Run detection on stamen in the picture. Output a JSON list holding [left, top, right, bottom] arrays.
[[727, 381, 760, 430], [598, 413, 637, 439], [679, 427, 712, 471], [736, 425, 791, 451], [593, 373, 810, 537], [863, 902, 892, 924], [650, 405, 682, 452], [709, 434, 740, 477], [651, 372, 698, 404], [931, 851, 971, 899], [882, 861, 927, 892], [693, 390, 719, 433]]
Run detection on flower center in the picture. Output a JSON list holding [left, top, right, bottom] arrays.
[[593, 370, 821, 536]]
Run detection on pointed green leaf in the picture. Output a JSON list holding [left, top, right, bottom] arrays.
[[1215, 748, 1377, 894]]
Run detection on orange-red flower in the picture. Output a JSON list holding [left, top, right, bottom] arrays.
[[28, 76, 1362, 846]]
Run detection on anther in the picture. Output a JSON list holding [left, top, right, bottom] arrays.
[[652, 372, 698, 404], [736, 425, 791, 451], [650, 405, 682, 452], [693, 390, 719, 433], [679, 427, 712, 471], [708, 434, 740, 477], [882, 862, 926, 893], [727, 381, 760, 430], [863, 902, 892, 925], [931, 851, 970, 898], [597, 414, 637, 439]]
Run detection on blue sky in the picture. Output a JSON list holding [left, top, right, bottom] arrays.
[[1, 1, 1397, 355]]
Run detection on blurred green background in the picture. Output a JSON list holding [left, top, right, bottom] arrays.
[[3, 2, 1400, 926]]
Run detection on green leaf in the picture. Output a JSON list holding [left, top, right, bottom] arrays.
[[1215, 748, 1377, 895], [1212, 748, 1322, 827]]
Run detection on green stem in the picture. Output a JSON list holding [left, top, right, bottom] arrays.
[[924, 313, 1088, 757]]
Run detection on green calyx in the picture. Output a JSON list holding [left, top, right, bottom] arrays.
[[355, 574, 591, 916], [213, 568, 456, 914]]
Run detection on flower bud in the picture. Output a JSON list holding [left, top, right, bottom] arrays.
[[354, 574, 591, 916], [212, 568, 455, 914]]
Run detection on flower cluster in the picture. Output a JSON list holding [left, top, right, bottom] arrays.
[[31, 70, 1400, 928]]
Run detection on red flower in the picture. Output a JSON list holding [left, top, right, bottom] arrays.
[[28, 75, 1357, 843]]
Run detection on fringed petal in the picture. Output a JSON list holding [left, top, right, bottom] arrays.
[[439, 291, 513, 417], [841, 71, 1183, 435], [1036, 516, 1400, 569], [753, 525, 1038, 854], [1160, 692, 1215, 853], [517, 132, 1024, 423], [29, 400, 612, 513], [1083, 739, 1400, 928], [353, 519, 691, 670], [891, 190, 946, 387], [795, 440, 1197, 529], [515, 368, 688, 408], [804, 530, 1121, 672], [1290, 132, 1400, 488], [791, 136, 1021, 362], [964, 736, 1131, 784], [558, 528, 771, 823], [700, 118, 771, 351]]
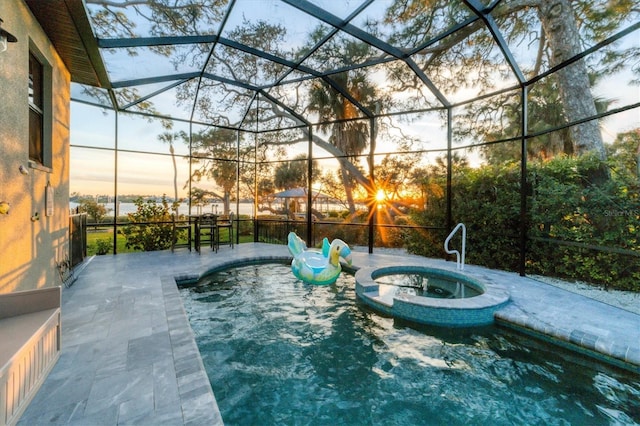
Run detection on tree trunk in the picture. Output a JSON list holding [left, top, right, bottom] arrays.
[[537, 0, 607, 161], [340, 167, 357, 214], [223, 192, 231, 215], [170, 143, 179, 216]]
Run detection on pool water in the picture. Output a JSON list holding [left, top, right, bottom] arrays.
[[180, 263, 640, 426], [374, 273, 482, 299]]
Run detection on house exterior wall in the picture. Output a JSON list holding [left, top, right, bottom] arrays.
[[0, 1, 70, 293]]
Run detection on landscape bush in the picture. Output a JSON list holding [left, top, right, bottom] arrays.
[[406, 155, 639, 291], [93, 238, 111, 255], [121, 196, 185, 251]]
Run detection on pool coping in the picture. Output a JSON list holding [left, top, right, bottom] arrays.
[[161, 275, 223, 425]]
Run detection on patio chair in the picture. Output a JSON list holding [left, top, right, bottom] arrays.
[[171, 215, 192, 252], [197, 213, 217, 252], [216, 212, 234, 250]]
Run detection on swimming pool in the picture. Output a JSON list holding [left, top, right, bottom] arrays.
[[180, 263, 640, 425]]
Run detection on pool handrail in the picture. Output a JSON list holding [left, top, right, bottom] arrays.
[[444, 223, 466, 270]]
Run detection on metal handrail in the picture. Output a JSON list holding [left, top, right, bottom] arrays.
[[444, 223, 466, 270]]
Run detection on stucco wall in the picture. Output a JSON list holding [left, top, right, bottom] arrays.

________________________________________

Write the records out once more, exactly as they appear, with no pictures.

**ANSWER FOR THE TASK**
Run detection on stamen in the picture. Output a JSON list holding [left, top, right, bottom] arrays.
[[727, 381, 760, 430], [598, 413, 637, 439], [679, 427, 712, 471], [736, 425, 791, 451], [593, 373, 810, 537], [863, 902, 892, 924], [650, 405, 682, 452], [709, 434, 740, 477], [651, 372, 698, 404], [931, 851, 971, 899], [882, 861, 927, 892], [693, 390, 719, 433]]
Run detection on flower center in the picture. Output a JSON list holding [left, top, right, bottom] arrays.
[[593, 370, 821, 536]]
Run detection on pointed green leaf in the picture. Output a JSON list holding [left, top, right, bottom] arrays.
[[1215, 748, 1377, 894]]
Run detection on orange-red flower in the picture. Output a JSON list holding [left, top, right, bottom] arrays.
[[28, 76, 1362, 846]]
Run detection on anther in the picture. Output a JSON list holding [left, top, right, bottom] arrays.
[[652, 372, 698, 404], [736, 425, 791, 451], [650, 405, 682, 452], [693, 390, 719, 433], [679, 427, 712, 471], [708, 434, 740, 477], [882, 862, 926, 893], [727, 381, 760, 430], [863, 902, 892, 925], [931, 851, 970, 898], [597, 414, 637, 439]]
Run detection on blue sky in the picture. Output a JSON list holding [left, top, right, bottom] arrays.
[[1, 1, 1397, 355]]
Run detection on blurred green background in the picture. Output a JSON list holding [left, top, right, bottom] arrays.
[[3, 2, 1400, 926]]
Run detection on green leaf in the picture. Output a JSON list holding [left, top, right, bottom] arrays.
[[1215, 748, 1377, 895], [1212, 748, 1322, 827]]
Run detection on green stem in the picture. Output a JSON list holding [left, top, right, bottom] arrays.
[[924, 313, 1088, 757]]
Run detection on green calyx in the picture. Output a JSON list holding [left, top, right, bottom] arrays.
[[355, 574, 591, 916], [213, 568, 456, 914]]
Run detection on flower bud in the picture. Output a JSON list holding [left, top, right, bottom] arrays.
[[354, 574, 591, 916], [212, 568, 455, 914]]
Run detection on flower cluster in the picture. Output a JSON list holding [left, top, right, bottom] arrays.
[[31, 70, 1400, 928]]
Run detection on red flower in the picture. Output a JSON list holding [left, top, right, bottom] arrays.
[[28, 75, 1357, 843]]
Run detection on fringed petal in the picture. Output a JSON list holding [left, top, right, bottom] arrays.
[[439, 291, 513, 417], [841, 71, 1183, 435], [1036, 516, 1400, 569], [753, 525, 1038, 854], [1160, 692, 1215, 853], [517, 132, 1024, 423], [29, 400, 612, 513], [1083, 739, 1400, 928], [353, 519, 691, 670], [891, 190, 946, 387], [795, 440, 1197, 529], [515, 368, 688, 408], [804, 530, 1121, 672], [1290, 132, 1400, 488], [791, 136, 1021, 362], [964, 736, 1131, 784], [558, 528, 771, 823], [700, 118, 771, 351]]
Run detection on tree trunk in the picture. Output a JSON list holding [left, top, right, bottom] arrays.
[[537, 0, 607, 161], [340, 167, 357, 214], [223, 192, 231, 215], [170, 143, 179, 216]]
Run detection on pool water in the picture. Output a JSON list holding [left, top, right, bottom] arrays.
[[180, 263, 640, 426], [374, 273, 482, 299]]
Run detection on house exterior wall in the picture. Output a JSON list holding [left, top, right, bottom] arrays.
[[0, 1, 70, 293]]
Run detection on landscape bush in the picture. Output a JSON list holding [left, top, right, bottom] arrays.
[[406, 155, 639, 291], [93, 238, 111, 255], [121, 196, 185, 251]]
Run detection on pool coping in the picture. Output a JSON list holding [left, top, right, bottom] arrays.
[[161, 275, 223, 425]]
Run detection on patio chair in the picture. Output a JSON list holding [left, top, right, bottom] arrays.
[[171, 215, 192, 252], [197, 213, 217, 252], [216, 212, 234, 250]]
Run detection on swimming pool in the picture. Output a JSON list holding [left, top, right, bottom] arrays.
[[180, 263, 640, 425]]
Run detection on pool handrail in the picture. Output a JSON list holding [left, top, right, bottom] arrays.
[[444, 223, 466, 270]]
Run detection on metal handrail in the picture. Output a JSON list holding [left, top, right, bottom] arrays.
[[444, 223, 466, 270]]
Run detection on stucco wall in the picture. Output a JSON list holding [left, top, right, bottom] arrays.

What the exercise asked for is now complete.